** start of DATA SHOWN **

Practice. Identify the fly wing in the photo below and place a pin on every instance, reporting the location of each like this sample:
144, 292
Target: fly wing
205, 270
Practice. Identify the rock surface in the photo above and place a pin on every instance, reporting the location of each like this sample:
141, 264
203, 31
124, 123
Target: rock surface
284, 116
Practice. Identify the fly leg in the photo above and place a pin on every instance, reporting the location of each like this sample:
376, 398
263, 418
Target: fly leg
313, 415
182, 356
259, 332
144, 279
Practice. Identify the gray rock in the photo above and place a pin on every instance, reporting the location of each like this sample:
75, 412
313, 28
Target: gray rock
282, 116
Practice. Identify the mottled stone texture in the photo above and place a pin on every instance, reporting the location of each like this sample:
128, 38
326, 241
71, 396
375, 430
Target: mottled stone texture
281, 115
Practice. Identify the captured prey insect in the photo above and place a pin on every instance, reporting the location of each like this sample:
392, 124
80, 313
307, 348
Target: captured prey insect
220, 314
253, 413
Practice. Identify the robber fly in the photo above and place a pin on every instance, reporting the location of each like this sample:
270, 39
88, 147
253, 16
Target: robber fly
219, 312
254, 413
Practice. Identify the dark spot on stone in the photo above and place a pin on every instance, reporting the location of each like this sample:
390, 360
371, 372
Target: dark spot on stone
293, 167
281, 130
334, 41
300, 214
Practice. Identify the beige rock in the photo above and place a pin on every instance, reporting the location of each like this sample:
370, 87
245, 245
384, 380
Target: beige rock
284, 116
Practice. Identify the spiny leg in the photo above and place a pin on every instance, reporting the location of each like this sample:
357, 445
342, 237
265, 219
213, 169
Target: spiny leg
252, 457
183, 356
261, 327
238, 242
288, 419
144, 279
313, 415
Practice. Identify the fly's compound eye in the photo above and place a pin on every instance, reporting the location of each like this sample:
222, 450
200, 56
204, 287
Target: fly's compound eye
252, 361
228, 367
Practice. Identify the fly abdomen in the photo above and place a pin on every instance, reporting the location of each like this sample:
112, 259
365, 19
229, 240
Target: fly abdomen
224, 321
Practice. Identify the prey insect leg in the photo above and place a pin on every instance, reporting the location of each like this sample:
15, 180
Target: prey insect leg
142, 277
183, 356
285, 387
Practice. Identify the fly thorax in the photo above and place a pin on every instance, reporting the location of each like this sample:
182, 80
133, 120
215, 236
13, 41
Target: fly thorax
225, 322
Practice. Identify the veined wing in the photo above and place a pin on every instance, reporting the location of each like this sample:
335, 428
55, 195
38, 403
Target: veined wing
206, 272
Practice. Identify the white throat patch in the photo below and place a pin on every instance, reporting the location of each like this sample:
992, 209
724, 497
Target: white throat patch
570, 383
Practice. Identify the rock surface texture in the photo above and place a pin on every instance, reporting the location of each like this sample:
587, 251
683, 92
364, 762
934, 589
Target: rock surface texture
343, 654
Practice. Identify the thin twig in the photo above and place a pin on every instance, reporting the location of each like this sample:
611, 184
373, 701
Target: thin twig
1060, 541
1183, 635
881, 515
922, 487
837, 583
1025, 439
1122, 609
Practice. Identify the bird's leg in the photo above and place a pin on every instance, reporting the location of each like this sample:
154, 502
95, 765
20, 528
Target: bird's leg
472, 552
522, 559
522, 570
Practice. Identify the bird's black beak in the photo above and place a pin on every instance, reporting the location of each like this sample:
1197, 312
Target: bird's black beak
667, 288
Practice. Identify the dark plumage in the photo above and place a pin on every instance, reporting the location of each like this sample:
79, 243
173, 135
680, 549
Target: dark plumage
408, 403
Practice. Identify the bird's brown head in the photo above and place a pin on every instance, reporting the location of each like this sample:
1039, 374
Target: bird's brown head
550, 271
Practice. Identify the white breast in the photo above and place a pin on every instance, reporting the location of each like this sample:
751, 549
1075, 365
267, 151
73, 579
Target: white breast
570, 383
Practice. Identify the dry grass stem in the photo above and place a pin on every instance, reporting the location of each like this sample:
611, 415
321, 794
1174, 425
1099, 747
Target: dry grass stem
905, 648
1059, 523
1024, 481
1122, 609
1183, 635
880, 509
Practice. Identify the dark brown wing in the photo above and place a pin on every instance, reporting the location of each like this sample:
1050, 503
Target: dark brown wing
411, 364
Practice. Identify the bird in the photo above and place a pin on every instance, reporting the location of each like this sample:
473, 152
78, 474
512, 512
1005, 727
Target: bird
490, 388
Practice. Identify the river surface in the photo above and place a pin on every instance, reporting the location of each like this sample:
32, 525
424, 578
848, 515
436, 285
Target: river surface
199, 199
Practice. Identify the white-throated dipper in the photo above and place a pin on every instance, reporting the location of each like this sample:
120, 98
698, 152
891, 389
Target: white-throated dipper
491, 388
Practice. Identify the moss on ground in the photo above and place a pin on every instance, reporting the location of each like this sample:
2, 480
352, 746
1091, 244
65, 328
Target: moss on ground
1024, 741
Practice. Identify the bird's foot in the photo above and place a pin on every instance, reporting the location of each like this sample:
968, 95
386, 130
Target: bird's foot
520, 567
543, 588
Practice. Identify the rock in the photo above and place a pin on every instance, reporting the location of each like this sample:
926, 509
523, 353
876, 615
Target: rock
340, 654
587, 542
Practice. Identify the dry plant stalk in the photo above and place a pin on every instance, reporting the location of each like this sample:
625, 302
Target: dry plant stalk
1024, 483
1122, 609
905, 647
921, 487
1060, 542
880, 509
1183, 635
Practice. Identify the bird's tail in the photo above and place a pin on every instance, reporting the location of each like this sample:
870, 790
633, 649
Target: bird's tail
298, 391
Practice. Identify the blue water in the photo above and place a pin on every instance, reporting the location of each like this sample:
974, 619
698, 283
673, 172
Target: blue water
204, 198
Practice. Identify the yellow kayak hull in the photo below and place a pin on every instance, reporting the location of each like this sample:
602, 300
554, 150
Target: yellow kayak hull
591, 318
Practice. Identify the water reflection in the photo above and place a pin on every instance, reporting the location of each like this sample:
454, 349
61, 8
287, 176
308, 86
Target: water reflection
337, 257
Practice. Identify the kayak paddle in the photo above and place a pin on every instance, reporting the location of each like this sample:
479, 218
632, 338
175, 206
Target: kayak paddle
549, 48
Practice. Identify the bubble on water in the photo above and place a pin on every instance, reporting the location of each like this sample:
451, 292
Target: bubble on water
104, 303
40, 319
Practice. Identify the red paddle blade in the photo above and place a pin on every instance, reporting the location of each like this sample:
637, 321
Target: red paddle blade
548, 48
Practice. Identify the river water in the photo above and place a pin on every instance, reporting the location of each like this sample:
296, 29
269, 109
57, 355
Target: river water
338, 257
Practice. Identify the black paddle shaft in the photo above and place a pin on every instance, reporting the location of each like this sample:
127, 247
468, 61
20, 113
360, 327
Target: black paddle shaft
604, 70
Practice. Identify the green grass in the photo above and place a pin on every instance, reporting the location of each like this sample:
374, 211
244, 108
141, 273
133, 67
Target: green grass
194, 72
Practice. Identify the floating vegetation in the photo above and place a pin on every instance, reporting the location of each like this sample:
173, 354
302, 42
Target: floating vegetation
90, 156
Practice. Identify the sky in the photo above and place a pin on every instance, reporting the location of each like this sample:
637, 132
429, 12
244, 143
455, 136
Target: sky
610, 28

** end of DATA SHOWN **

> _SET EXERCISE_
Can you output every line of the listing above as a numbered list, leaving out any blank lines?

> _RESULT BELOW_
1. Practice. Identify the fly wing in the photo below and place a pin on every instance, reporting the location of each like this sample:
2. 144, 292
3. Target: fly wing
4. 205, 270
5. Practice. Identify the rock surface in the photo above and place a pin on every instance, reporting the location of each like this sample:
6. 141, 264
7. 203, 31
8. 124, 123
9. Target: rock surface
10. 284, 116
11. Practice. Identify the fly leg in the photo above and place a pin on every instance, reporting the location of each like this sample:
12. 376, 398
13. 263, 418
14. Target: fly leg
15. 313, 415
16. 182, 356
17. 259, 332
18. 144, 279
19. Practice. Identify the gray rock in the photo above and place a pin on every instance, reporting the location of each like this sample:
20. 75, 412
21. 313, 28
22. Target: gray rock
23. 282, 116
24. Practice. Identify the mottled stone texture in the photo above and place a pin on every instance, reporting the location of each like this sample:
25. 128, 38
26. 326, 241
27. 71, 396
28. 375, 430
29. Target: mottled stone texture
30. 281, 115
31. Practice. Identify the captured prey insect in the photo above and place a pin on every instance, reporting the location of each like this sample:
32. 392, 124
33. 80, 313
34. 307, 348
35. Target: captured prey insect
36. 220, 314
37. 253, 413
38. Practice. Identify the robber fly in the photo above and place a pin on every instance, reporting the location of each like this sample:
39. 270, 39
40. 88, 147
41. 253, 16
42. Target: robber fly
43. 219, 312
44. 254, 413
45. Practice. Identify the dark spot on stone in the photo above and place a pin on every instance, reporting the location of each like this sample:
46. 390, 360
47. 371, 372
48. Target: dark spot on stone
49. 293, 167
50. 281, 130
51. 334, 41
52. 300, 214
53. Practice. Identify the beige rock in the photo above and place a pin on every instance, reporting the location of each like this sample:
54. 370, 87
55. 245, 245
56. 384, 380
57. Target: beige rock
58. 284, 116
59. Practice. Identify the spiny leg in the photo above and place a pin on every instance, reporting the location of each like this sample:
60. 357, 445
61. 342, 237
62. 265, 219
63. 213, 169
64. Target: spiny leg
65. 252, 457
66. 183, 356
67. 261, 327
68. 238, 242
69. 288, 419
70. 144, 279
71. 313, 415
72. Practice. Identify the fly's compound eye in the photo above and place a pin on every instance, reporting the location of each like this sample:
73. 222, 450
74. 200, 56
75. 204, 287
76. Target: fly's compound eye
77. 252, 361
78. 228, 367
79. Practice. Identify the fly abdomen in the photo above and place a pin on every instance, reporting the location of each like this sample:
80. 112, 259
81. 365, 19
82. 229, 240
83. Target: fly abdomen
84. 224, 321
85. Practice. Identify the prey insect leg in the photo above and place a pin on every instance, reporting the location of each like this sample:
86. 15, 180
87. Target: prey insect leg
88. 142, 277
89. 183, 356
90. 285, 387
91. Practice. Identify the fly thorax in the photo above and place a pin on every instance, reporting the location of each like this sample:
92. 182, 80
93. 133, 120
94. 215, 236
95. 13, 41
96. Target: fly thorax
97. 225, 322
98. Practice. Identify the veined wing in the photo above and place a pin on every instance, reporting the location of each like this sample:
99. 335, 428
100. 55, 195
101. 38, 403
102. Target: veined wing
103. 206, 272
104. Practice. Identify the white throat patch in the photo below and place a pin on every instance, reporting the location of each like this sample:
105. 992, 209
106. 724, 497
107. Target: white throat patch
108. 570, 383
109. Practice. Identify the rock surface texture in the photo above and place a pin on every instance, reporting the location of each like this sample:
110. 587, 251
111. 683, 92
112. 364, 762
113. 934, 589
114. Target: rock surface texture
115. 343, 654
116. Practice. Identify the thin twig in the photo above and place a pin on every instance, reporting the location of each like this sample:
117. 611, 184
118. 373, 701
119. Target: thin twig
120. 1060, 541
121. 1183, 635
122. 881, 515
123. 922, 487
124. 837, 583
125. 1025, 439
126. 1122, 609
127. Practice. Identify the bird's leg in the photo above and place a pin on every instance, reporting the location of each like this sample:
128. 154, 502
129. 95, 765
130. 20, 528
131. Target: bird's leg
132. 472, 552
133. 522, 559
134. 522, 570
135. Practice. Identify the bird's black beak in the photo above and place a pin on every instance, reporting the location of each like this sample:
136. 1197, 312
137. Target: bird's black beak
138. 667, 288
139. Practice. Identify the dark plumage in the photo above and place a pin on every instance, reporting the location of each like this sample:
140. 79, 243
141. 173, 135
142. 680, 549
143. Target: dark plumage
144. 408, 403
145. Practice. Identify the bird's brown head in the photo above and place a pin on every instance, reporting the location of each like this sample:
146. 1039, 374
147. Target: bird's brown head
148. 550, 271
149. Practice. Identify the white breast in the photo above and place a pin on every instance, reporting the location of each like this sample:
150. 751, 549
151. 1075, 365
152. 267, 151
153. 73, 579
154. Target: white breast
155. 570, 383
156. Practice. Identify the dry grass stem in the photo above and place a pin on every instance, reporting the location of each like this sample:
157. 611, 415
158. 321, 794
159. 1174, 425
160. 1099, 747
161. Target: dry grass stem
162. 905, 648
163. 1059, 523
164. 1024, 481
165. 1122, 609
166. 1183, 635
167. 880, 509
168. Practice. Identify the dark brown wing in the photo above and place a pin on every instance, reporting the location of each like this sample:
169. 1050, 503
170. Target: dark brown wing
171. 411, 364
172. Practice. Identify the bird in the photo above and place a pin on every instance, reporting the location of each like this sample:
173. 473, 152
174. 78, 474
175. 512, 512
176. 1005, 727
177. Target: bird
178. 490, 388
179. Practice. Identify the river surface in the photo above and place a pin on every instance, reporting the location of each like this sample:
180. 32, 525
181. 424, 578
182. 848, 515
183. 436, 285
184. Target: river surface
185. 199, 199
186. Practice. Identify the white-throated dipper in the photo above and place a pin on every instance, reporting the location of each like this sample:
187. 120, 98
188. 698, 152
189. 891, 389
190. Target: white-throated dipper
191. 491, 388
192. Practice. Identify the moss on ground in the photo above and place a pin on every instance, reporting the location of each like this sample:
193. 2, 480
194. 352, 746
195. 1091, 244
196. 65, 328
197. Target: moss on ground
198. 1024, 741
199. Practice. Identify the bird's foot in the photo above and place a pin on every instance, reporting the location of each like this sample:
200. 968, 95
201. 386, 130
202. Target: bird's foot
203. 520, 567
204. 543, 588
205. Practice. Identify the rock in the photo above and place a pin on every instance, reporting the location of each like this sample:
206. 926, 509
207. 523, 353
208. 876, 615
209. Target: rock
210. 340, 654
211. 587, 542
212. Practice. Identify the dry plant stalk in the photo above and place a pin on every instance, reporting the location of each like this sample:
213. 625, 302
214. Target: dry plant stalk
215. 1024, 483
216. 1122, 609
217. 905, 647
218. 921, 487
219. 1060, 542
220. 880, 509
221. 1183, 635
222. Practice. Identify the bird's tail in the photo above and place a pin on every instance, reporting the location of each like this sample:
223. 870, 790
224. 633, 649
225. Target: bird's tail
226. 298, 391
227. Practice. Identify the blue water in the photo above and place a pin on every instance, reporting the location of each like this sample:
228. 974, 619
229. 698, 283
230. 673, 172
231. Target: blue water
232. 204, 198
233. Practice. Identify the yellow kayak hull in the photo below and place a pin on every instance, reporting the location of each like this sample:
234. 602, 300
235. 554, 150
236. Target: yellow kayak hull
237. 591, 318
238. Practice. Identify the water reflection in the photo above and place a pin on every instance, reporting the location of each like this sample:
239. 454, 349
240. 61, 8
241. 287, 176
242. 308, 86
243. Target: water reflection
244. 337, 257
245. Practice. Identify the kayak paddle in the photo above and place a pin on every instance, reporting the location of each like this sample:
246. 479, 218
247. 632, 338
248. 175, 206
249. Target: kayak paddle
250. 549, 48
251. Practice. Identify the bubble on water in the photo above and place a pin on every instance, reporting the location of each like this sample:
252. 451, 292
253. Target: bubble on water
254. 104, 303
255. 40, 319
256. Practice. Identify the red paddle blade in the photo above and place a pin on every instance, reporting the location of each like this sample:
257. 637, 321
258. Target: red paddle blade
259. 548, 48
260. Practice. Identify the river water in the photo above and place a pin on every instance, reporting the location of each like this sample:
261. 296, 29
262. 269, 109
263. 57, 355
264. Target: river water
265. 338, 257
266. Practice. Identify the black paddle shaft in the photo above and place a pin on every instance, reporting the location of each like this sample:
267. 127, 247
268. 468, 61
269. 20, 113
270. 360, 327
271. Target: black paddle shaft
272. 604, 70
273. Practice. Identify the green grass in the photo above and place a pin on every instance, reporting the location of each like this sample:
274. 374, 211
275. 244, 108
276. 141, 273
277. 133, 67
278. Target: green grass
279. 194, 72
280. Practice. Identify the floating vegetation in the photo above and place a pin on every instance, reporting the location of each like this sample:
281. 173, 354
282. 302, 42
283. Target: floating vegetation
284. 90, 156
285. Practice. Identify the sky in the photo above and place a pin on every instance, reporting the location of each like this sample:
286. 637, 132
287. 429, 12
288. 244, 143
289. 455, 136
290. Target: sky
291. 610, 28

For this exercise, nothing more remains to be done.